■ Excerpt provided
________________

As most of us have learned at school, organisms evolve gradually due to the accumulation of many small genetic changes known as point mutations. Over millions of years, these mutations occur in the duplicated copies of established genes, occasionally contributing useful properties of their own. For decades it was considered inconceivable that completely novel genes could emerge spontaneously. Only very recently were there serious indications that novel protein coding genes might indeed be formed de novo from so-called non-coding DNA, i.e. in parts of the genome that do not produce proteins. Now, for the first time, a new study has examined the earliest stages in the emergence of these de novo genes. The study -- which has been published in the latest issue of the Nature Ecology and Evolution journal -- was carried out by a team of bioinformaticians led by Prof. Erich Bornberg-Bauer from the Institute of Evolution and Biodiversity at the University of Münster, Germany.
Using computer analyses, the team compared several properties of de novo genes in mice with those in four other types of mammals: rats, kangaroo rats, humans and opossums. Based on this comparison, the researchers were able to shed light on 160 million years of evolution in mammals. They took a close look at DNA transcripts (sequences which are present in the cell as RNA templates) that contain the ORFs (Open Reading Frames) necessary for the encoding of proteins.
"Our study shows that new ORFs -- in other words, the candidates for assembly instructions for new proteins -- constantly emerge 'out of nowhere' in non-coding DNA regions," says bioinformatician Erich Bornberg-Bauer. "But, just like their transcripts, the vast majority disappear again very quickly during the evolutionary process." Although only very few of these candidates actually become fully functioning genes -- i.e. genes containing the assembly instructions for functioning proteins -- some of the candidates are retained at random for longer periods of time, simply because of the enormous number of new transcripts being continuously produced. "These transcripts can then be found in several lineages," says Bornberg-Bauer. "Probably, they can augment the repertoire of existing proteins over longer periods of time and become adapted to the interaction with such established proteins."
This means that a de novo protein can occasionally acquire a function in the organism. "This also provides us with an explanation of how fundamentally new properties can emerge in an organism," says Bornberg-Bauer, "because this cannot be explained just by point mutations in the genetic structure."

________________

■ Data shown
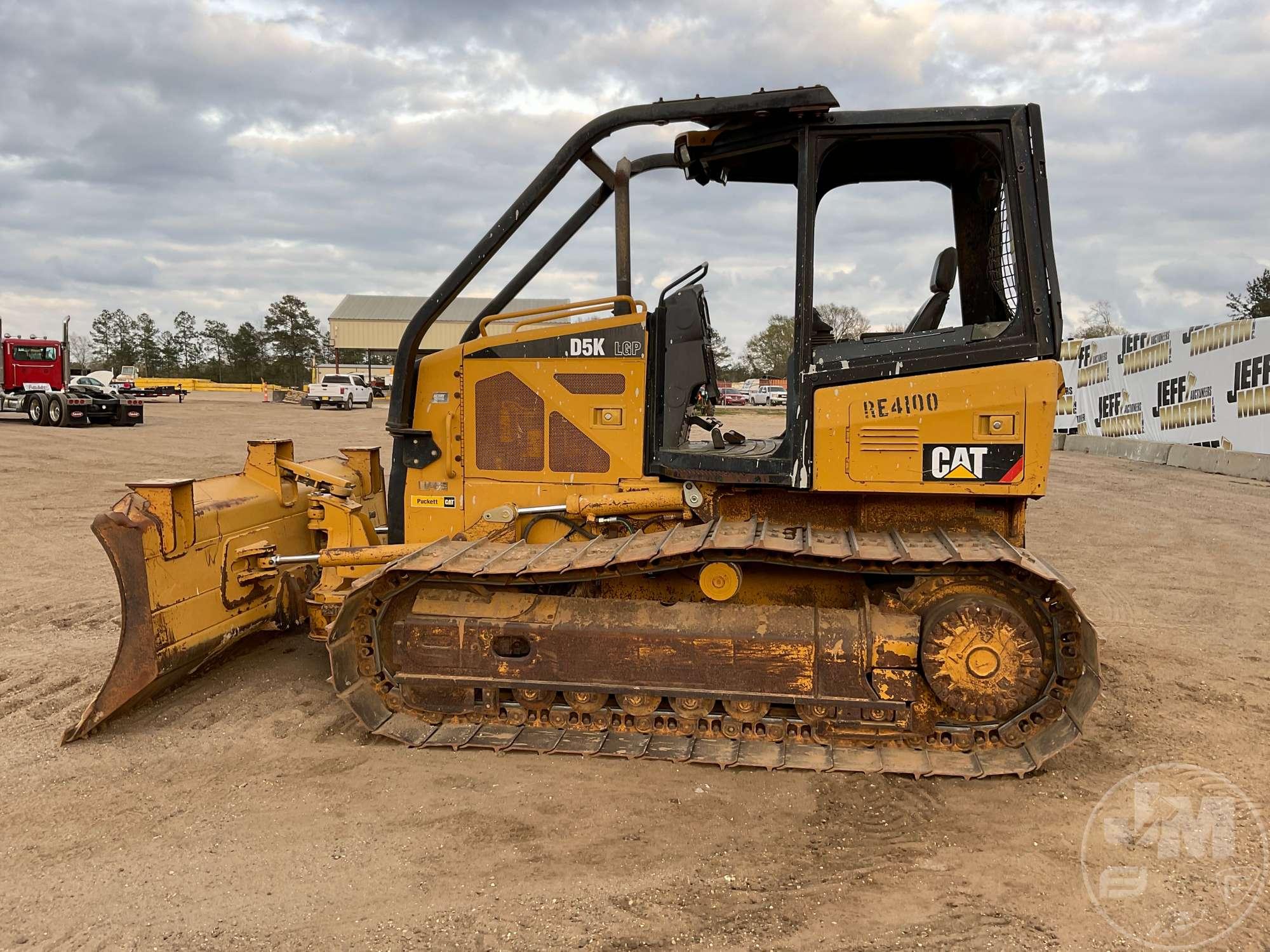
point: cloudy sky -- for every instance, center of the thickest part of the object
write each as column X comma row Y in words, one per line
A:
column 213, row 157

________________

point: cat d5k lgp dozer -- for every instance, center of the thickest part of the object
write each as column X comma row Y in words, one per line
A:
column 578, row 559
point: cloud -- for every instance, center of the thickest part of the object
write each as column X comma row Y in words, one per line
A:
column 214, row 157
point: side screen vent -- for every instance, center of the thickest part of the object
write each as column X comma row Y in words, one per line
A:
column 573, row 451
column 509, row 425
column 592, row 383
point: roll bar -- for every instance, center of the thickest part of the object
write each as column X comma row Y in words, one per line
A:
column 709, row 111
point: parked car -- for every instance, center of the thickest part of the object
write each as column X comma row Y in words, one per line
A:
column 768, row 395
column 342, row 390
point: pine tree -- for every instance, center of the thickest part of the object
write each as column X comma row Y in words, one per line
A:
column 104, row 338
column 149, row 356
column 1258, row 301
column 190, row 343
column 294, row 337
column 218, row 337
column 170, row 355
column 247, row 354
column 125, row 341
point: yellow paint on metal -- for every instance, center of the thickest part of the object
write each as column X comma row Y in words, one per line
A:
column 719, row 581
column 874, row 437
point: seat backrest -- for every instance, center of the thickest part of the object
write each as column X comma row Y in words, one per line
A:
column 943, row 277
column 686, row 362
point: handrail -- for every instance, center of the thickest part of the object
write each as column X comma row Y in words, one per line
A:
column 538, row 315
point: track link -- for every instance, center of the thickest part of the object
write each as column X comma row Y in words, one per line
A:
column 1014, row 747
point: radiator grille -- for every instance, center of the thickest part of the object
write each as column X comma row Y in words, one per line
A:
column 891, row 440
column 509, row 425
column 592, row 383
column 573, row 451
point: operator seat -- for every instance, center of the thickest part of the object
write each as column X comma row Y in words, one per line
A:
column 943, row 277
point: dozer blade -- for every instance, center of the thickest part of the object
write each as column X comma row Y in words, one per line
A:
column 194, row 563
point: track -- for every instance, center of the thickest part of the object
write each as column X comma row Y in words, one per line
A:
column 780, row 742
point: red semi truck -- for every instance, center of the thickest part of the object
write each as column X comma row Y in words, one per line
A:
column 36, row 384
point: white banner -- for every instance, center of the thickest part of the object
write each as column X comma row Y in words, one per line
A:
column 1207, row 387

________________

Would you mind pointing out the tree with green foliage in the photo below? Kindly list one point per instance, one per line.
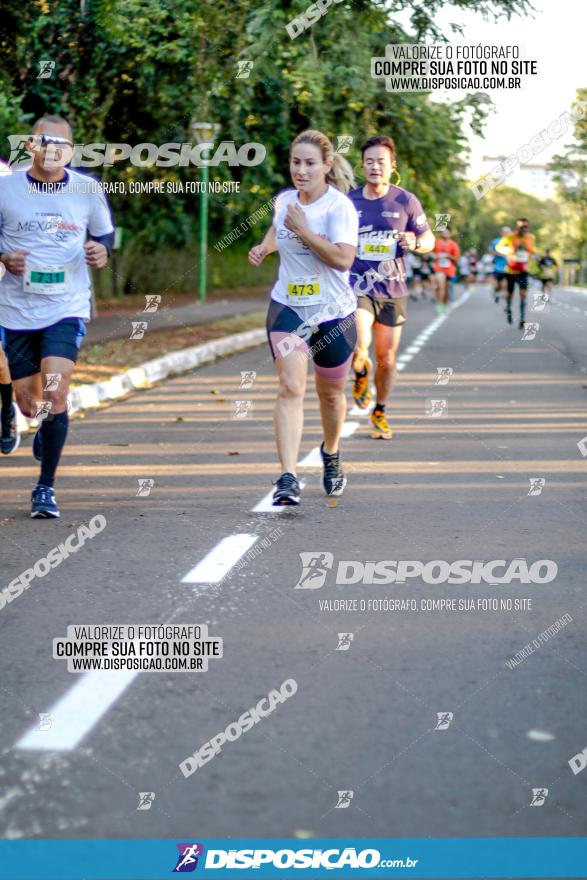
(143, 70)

________________

■ Exercise brief
Rewrite the section of the article on de novo genes that begins with "Using computer analyses, the" and ends with "encoding of proteins.", changing "mammals" to "animals" throughout.

■ Solution to this task
Using computer analyses, the team compared several properties of de novo genes in mice with those in four other types of animals: rats, kangaroo rats, humans and opossums. Based on this comparison, the researchers were able to shed light on 160 million years of evolution in animals. They took a close look at DNA transcripts (sequences which are present in the cell as RNA templates) that contain the ORFs (Open Reading Frames) necessary for the encoding of proteins.